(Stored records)
★ ★ ★ ★ ★ ★ ★
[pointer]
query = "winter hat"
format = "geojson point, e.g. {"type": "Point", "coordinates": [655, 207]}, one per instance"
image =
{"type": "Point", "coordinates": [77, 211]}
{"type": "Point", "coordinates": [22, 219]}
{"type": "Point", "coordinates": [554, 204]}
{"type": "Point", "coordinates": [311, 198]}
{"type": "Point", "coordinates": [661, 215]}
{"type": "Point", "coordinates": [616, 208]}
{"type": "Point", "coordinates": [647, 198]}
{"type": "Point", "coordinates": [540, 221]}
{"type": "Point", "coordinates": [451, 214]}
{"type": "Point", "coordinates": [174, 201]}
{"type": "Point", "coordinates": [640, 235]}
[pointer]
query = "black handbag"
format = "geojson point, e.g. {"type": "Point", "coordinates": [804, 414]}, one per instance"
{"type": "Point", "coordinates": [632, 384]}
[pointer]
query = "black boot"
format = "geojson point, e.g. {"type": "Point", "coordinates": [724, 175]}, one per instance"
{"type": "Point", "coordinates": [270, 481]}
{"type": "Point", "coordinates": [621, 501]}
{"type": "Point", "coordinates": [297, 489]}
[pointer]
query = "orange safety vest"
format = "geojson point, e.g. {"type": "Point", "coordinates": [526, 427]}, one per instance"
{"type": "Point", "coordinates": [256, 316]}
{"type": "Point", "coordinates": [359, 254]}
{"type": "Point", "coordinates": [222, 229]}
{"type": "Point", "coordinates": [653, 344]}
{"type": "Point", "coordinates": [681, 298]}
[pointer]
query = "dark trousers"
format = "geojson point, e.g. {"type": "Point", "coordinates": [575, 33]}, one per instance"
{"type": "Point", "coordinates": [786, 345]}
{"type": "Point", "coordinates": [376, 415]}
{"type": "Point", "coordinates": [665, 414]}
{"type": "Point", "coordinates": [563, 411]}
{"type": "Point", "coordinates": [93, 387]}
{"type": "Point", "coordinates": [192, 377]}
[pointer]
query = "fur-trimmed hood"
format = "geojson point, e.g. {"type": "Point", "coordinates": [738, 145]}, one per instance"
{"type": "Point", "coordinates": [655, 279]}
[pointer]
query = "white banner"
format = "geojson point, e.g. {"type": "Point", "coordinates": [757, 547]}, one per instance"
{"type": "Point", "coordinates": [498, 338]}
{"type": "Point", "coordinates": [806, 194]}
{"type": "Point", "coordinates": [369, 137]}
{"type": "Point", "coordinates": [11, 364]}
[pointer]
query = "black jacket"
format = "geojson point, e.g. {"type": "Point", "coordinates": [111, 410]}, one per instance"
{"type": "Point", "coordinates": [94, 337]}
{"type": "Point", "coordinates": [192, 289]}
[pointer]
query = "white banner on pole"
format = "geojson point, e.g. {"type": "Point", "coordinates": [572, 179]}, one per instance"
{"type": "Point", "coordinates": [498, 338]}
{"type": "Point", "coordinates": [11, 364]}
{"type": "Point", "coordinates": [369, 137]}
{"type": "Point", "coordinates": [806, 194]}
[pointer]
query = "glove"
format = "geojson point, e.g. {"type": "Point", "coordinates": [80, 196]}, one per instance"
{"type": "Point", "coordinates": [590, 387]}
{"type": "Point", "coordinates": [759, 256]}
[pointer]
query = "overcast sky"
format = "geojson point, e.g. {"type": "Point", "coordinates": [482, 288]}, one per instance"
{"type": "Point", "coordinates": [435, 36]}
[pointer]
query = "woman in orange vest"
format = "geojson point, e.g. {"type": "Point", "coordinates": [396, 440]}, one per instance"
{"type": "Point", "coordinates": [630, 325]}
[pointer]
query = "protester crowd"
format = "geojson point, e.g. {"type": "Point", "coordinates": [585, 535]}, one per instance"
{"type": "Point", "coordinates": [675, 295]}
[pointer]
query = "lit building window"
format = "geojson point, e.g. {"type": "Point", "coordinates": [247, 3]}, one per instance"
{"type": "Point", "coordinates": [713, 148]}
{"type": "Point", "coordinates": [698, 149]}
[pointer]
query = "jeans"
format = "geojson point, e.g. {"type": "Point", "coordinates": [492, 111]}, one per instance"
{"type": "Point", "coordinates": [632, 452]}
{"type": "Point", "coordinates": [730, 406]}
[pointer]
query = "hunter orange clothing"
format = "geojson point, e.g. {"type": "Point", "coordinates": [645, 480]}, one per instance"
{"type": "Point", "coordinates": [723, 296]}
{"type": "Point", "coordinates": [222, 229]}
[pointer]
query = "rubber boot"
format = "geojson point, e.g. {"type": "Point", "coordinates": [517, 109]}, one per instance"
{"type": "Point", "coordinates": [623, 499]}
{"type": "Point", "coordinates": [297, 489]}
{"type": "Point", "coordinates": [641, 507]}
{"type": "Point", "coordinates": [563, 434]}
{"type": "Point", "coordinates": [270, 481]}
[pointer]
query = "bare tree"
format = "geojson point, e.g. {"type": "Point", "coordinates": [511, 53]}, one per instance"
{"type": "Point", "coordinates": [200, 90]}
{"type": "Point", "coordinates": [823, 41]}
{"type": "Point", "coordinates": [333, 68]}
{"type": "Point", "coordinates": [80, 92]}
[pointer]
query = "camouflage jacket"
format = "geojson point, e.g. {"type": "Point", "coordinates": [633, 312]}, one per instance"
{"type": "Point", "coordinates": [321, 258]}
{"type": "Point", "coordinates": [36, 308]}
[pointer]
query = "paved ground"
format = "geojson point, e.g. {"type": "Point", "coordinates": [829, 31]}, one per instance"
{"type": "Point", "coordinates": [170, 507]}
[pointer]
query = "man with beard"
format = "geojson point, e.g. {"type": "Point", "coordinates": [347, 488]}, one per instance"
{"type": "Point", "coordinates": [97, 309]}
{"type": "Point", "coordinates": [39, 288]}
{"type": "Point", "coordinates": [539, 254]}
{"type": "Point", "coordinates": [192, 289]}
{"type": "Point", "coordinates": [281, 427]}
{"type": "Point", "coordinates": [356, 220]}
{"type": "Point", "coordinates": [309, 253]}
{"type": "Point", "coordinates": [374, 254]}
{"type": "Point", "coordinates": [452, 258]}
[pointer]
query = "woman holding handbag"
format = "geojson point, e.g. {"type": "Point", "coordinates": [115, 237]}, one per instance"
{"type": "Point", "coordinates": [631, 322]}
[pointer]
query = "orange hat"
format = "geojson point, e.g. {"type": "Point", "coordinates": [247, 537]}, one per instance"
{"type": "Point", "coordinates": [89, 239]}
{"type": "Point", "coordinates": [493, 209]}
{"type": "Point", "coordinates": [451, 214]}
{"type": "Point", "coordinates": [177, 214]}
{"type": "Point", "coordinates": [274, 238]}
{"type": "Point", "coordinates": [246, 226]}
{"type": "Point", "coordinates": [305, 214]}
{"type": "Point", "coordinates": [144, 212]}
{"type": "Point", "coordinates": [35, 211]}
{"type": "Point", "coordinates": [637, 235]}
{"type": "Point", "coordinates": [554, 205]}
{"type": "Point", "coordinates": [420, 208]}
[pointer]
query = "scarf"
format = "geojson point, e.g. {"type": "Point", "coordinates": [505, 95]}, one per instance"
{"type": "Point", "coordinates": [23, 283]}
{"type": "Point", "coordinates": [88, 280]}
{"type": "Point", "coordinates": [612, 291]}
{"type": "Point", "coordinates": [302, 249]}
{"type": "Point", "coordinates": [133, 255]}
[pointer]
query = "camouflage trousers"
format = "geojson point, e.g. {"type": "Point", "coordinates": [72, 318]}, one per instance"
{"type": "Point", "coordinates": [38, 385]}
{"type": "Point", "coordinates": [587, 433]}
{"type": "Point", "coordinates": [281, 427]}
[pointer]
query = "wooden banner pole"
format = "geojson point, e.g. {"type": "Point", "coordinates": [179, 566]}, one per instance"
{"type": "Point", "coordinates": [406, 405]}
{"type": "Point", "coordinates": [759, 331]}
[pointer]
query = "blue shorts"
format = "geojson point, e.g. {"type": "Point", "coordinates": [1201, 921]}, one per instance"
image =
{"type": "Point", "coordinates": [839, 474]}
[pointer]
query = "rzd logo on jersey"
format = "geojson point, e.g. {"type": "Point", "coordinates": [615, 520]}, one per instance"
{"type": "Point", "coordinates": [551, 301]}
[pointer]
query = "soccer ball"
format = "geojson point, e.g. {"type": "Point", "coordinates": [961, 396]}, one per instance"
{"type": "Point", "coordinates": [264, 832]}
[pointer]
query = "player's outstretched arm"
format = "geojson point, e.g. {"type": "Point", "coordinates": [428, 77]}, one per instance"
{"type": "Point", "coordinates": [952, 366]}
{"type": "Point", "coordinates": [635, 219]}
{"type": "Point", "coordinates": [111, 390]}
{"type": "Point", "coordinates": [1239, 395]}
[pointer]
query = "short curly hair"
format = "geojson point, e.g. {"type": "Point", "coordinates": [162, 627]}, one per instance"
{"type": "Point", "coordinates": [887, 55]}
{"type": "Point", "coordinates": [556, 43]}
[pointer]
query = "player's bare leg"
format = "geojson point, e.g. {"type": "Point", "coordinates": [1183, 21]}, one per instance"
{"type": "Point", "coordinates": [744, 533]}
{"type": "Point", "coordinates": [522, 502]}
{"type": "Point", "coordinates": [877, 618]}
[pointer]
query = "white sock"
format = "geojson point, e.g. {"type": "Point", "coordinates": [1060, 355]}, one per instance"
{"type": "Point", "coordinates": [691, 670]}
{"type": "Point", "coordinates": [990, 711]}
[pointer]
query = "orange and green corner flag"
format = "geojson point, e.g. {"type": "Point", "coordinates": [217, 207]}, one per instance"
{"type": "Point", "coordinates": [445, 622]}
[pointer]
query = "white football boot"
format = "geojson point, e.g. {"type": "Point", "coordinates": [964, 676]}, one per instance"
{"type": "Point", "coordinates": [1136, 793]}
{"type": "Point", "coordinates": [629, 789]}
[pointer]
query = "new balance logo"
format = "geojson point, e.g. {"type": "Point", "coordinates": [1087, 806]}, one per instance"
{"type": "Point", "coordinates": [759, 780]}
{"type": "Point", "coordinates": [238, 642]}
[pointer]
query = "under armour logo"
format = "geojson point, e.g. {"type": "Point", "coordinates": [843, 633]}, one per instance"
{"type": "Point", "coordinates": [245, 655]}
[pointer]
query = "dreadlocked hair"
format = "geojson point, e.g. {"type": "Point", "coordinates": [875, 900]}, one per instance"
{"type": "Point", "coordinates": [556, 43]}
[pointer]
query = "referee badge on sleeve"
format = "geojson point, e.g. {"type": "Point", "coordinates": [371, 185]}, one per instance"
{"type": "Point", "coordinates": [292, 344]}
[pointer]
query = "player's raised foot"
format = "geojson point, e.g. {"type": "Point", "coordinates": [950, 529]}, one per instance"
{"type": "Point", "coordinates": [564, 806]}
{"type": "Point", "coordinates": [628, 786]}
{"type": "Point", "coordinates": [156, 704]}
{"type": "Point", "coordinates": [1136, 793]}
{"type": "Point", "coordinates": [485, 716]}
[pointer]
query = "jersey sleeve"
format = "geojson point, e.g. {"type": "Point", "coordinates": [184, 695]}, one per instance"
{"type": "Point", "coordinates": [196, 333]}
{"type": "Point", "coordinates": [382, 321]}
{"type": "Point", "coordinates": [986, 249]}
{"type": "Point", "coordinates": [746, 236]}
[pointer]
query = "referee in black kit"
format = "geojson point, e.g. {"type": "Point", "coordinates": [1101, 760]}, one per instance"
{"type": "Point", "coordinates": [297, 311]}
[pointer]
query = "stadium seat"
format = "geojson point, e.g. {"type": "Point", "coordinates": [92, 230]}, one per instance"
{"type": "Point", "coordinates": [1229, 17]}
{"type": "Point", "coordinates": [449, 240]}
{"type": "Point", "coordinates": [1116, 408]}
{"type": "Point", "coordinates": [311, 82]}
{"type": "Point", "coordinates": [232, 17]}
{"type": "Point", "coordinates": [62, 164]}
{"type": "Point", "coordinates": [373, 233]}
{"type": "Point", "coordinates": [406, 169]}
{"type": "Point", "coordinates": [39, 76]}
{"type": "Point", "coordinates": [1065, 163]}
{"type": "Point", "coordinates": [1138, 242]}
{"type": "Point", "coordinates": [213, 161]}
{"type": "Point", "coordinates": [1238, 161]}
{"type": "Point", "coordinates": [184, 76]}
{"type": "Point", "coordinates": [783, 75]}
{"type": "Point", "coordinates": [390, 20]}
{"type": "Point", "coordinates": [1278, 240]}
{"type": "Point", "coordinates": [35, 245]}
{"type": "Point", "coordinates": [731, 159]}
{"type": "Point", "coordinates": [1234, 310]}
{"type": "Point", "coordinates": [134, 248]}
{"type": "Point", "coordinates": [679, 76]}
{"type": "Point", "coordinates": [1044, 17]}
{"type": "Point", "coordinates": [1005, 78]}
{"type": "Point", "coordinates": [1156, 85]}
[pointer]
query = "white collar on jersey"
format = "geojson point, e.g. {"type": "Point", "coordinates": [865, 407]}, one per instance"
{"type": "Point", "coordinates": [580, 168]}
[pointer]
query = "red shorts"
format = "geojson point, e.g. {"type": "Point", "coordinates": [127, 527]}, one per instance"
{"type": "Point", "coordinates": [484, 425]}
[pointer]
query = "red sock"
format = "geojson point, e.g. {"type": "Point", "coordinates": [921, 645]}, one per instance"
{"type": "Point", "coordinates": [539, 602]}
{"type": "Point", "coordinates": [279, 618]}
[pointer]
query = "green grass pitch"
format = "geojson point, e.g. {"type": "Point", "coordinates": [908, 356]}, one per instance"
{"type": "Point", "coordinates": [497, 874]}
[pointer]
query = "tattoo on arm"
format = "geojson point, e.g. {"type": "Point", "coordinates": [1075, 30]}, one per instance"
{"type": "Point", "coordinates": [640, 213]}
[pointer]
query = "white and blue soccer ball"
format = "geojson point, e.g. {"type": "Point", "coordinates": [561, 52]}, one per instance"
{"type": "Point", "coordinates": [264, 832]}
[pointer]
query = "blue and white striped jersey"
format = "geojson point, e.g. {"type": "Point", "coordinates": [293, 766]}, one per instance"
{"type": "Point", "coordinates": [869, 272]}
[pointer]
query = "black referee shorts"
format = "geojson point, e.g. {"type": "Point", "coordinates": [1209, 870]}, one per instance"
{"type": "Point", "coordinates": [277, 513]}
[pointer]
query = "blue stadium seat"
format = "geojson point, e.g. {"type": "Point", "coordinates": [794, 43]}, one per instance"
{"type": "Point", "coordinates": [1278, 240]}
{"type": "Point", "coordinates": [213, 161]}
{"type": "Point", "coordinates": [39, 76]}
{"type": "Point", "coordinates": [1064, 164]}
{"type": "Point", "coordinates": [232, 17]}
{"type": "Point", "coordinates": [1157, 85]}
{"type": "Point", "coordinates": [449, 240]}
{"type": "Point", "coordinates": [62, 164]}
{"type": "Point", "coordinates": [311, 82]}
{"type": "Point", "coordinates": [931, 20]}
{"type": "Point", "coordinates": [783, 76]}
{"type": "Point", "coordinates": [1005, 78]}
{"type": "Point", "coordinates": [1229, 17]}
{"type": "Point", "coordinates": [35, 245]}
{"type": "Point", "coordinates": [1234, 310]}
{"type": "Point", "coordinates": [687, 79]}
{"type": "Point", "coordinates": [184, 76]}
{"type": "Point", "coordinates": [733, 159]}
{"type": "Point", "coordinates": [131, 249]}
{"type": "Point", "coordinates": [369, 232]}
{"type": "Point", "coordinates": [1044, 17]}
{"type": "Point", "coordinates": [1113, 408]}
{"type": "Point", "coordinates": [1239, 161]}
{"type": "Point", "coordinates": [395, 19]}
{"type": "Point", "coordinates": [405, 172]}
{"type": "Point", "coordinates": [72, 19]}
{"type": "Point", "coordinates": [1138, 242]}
★ ★ ★ ★ ★ ★ ★
▶ **EXERCISE**: How many lines of the material above contain the string "trousers"? Reply with the number only.

▶ **RESPONSE TO THIS EXERCISE**: 2